→ **Task objective**
Everything from the line with "Return a box around each long white apartment block cut" down to the last line of the material below must be written out exactly. Leave out all other lines.

→ **Information supplied**
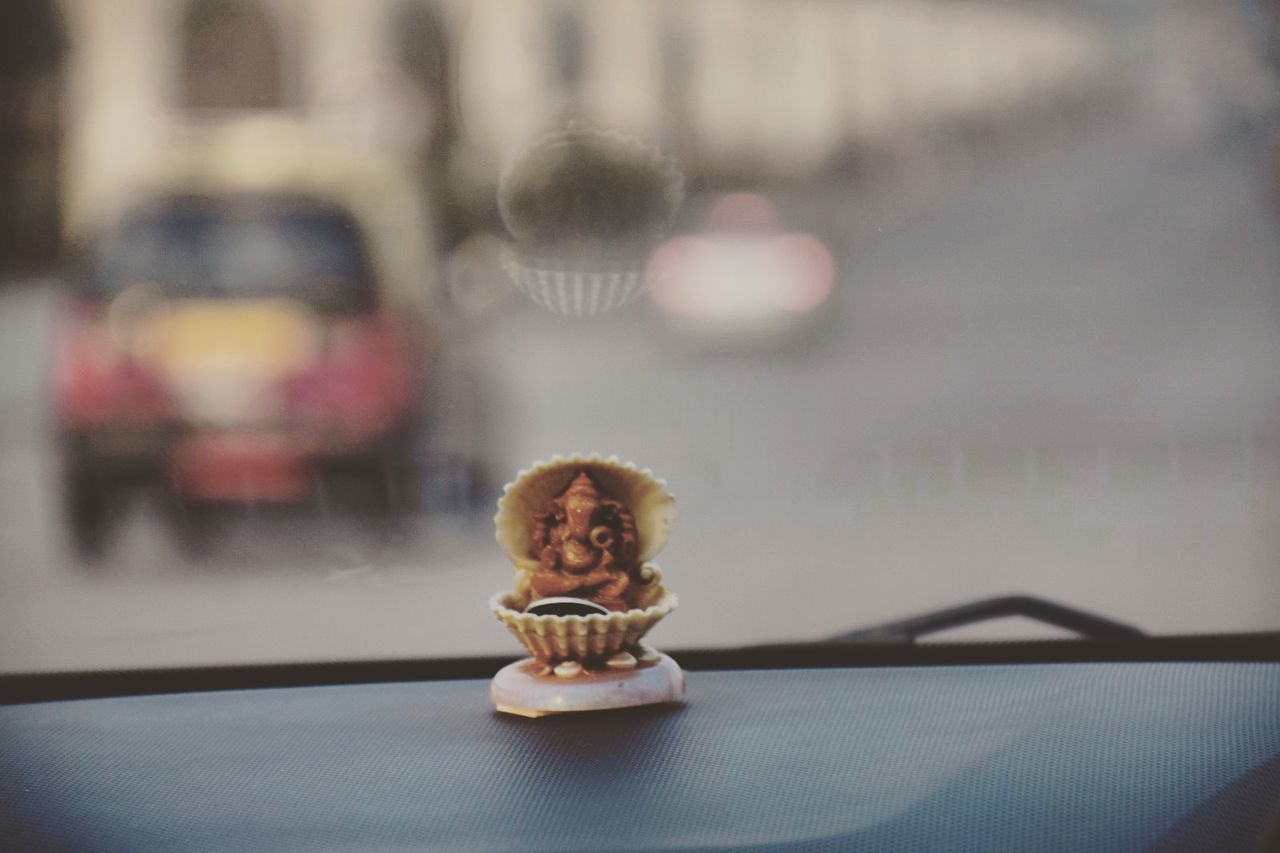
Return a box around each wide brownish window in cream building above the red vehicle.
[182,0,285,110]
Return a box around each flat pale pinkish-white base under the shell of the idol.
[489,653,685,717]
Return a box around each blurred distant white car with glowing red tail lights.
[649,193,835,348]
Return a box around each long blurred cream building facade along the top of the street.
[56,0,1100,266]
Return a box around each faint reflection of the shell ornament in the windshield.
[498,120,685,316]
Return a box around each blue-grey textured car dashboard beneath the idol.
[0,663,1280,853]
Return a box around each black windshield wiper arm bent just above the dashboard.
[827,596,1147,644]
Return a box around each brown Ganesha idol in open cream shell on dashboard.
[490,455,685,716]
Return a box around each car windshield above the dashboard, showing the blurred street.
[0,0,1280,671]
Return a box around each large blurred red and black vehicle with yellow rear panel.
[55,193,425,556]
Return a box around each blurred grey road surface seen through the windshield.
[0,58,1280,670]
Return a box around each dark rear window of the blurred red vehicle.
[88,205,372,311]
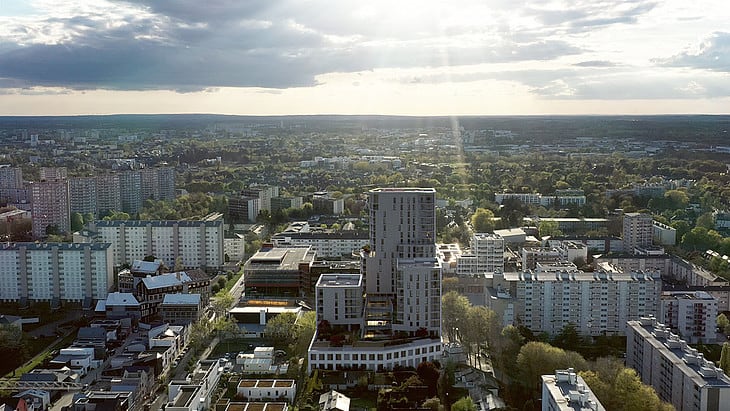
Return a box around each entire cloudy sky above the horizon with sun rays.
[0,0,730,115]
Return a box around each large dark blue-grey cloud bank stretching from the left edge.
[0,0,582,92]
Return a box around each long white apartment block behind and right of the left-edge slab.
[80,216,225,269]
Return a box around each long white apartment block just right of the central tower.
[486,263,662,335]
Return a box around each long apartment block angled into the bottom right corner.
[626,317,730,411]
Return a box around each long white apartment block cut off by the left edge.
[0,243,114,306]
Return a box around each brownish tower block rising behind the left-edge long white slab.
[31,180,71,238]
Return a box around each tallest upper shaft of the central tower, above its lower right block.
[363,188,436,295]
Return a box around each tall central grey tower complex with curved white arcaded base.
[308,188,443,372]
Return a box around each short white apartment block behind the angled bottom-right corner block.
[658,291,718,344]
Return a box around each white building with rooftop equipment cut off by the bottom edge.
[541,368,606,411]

→ **Your solution**
Return a box around each long white apartment block cut off by the left edge.
[0,243,114,306]
Return a box around each brownish tower block rising behind the left-edge long white slab.
[31,180,71,238]
Return a box around each tallest upper shaft of the central tower, above its lower right block.
[363,188,436,295]
Return a box around each tall central grey tower complex with curved white arcaded base.
[308,188,443,372]
Return a box around each short white apartment block behind the angled bottom-right corner block.
[658,291,718,344]
Return a box around each white building with rooftop equipment cut off by the bottom edge.
[541,368,606,411]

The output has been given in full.